**Required work**
Print every item below word for word, and leave the pictures out.

** Start of Data section **

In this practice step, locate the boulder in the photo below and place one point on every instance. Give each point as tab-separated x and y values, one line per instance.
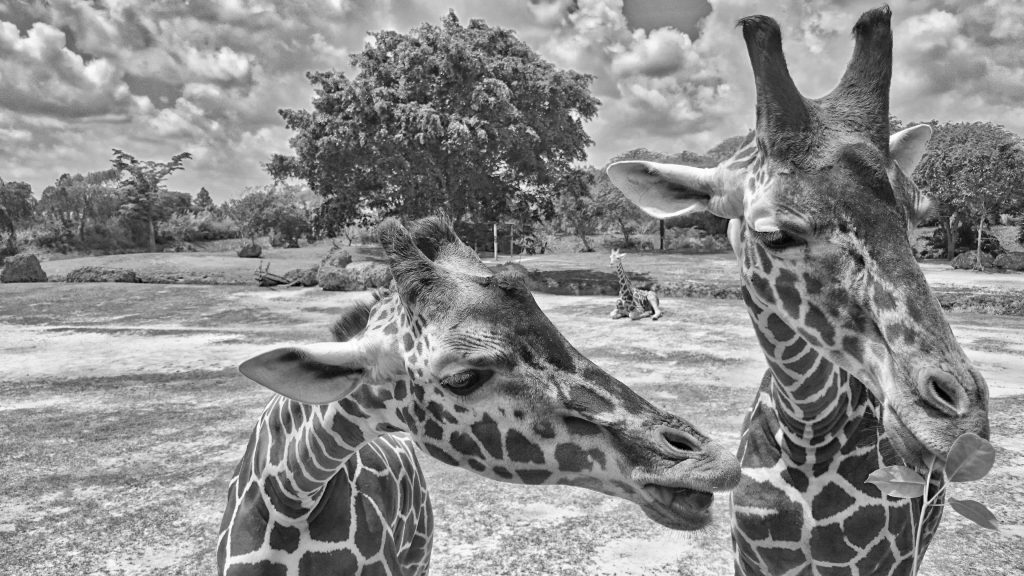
967	260
337	257
357	276
250	251
22	268
1011	260
305	277
101	274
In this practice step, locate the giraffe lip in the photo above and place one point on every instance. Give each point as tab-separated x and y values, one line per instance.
678	507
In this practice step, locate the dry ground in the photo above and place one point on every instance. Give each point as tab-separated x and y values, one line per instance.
122	417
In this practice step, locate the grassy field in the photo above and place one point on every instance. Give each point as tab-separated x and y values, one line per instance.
122	418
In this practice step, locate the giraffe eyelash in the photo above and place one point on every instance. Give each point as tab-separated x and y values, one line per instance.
776	239
467	381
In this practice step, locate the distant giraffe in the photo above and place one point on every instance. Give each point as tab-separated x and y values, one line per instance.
863	370
465	362
634	302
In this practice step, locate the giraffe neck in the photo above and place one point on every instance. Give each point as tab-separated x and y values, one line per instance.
625	286
820	408
306	446
807	448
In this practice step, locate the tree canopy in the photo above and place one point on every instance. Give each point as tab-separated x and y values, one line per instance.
462	118
972	170
141	183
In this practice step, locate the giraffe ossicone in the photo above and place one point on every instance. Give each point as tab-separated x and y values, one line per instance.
820	202
464	361
633	302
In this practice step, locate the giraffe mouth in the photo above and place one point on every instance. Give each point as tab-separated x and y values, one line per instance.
679	508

** End of Data section **

**The reply**
In this practice step, locate the boulder in the photo below and place one point on every instance. Give each point as tab-separated x and y values, one line per instance.
967	260
337	257
357	276
250	251
22	268
1011	260
305	277
101	274
In this practice step, locate the giraffe lip in the photo above and place one point on every instance. Give each point as tab-separated x and y values, one line per instance.
678	507
In this practice step, locate the dry ground in the photo above and place one point on every instance. Give each point as tab-separated x and y values, one line per instance.
122	417
In this practice step, locate the grassy field in the photo above and place one point on every instance. Give each point as tab-separated x and y values, one line per instance.
122	418
In this practice step, locate the giraffe eyelash in the photo above and place one point on every instance. Give each point as tab-separated x and y values, one line per instance.
776	239
467	381
In this practice step, locate the distant giraffe in the photo above and place one point on every instance. Give each point as tab-separated x and y values, one line per instance.
863	370
465	362
634	302
In this practice step, locate the giraffe neck in the photo above and place one point on every instance. Give each point as tab-separated x and y values, one line per instance.
625	286
820	408
306	446
807	448
In this practice step, locate the tree canopy in the photo above and place one point on every instance. Give each point as tab-separated x and y values, one line per instance.
462	118
972	170
141	183
In this practice step, locate the giraffe ossicone in the photo above and place one point on every instance. Give each point as tab-separated x and y values, one line per instance.
820	202
464	361
633	302
In this practice step, locate the giraffe mouth in the photo above and place one point on every instance. Give each point as tab-separated x and y values, one line per instance.
679	508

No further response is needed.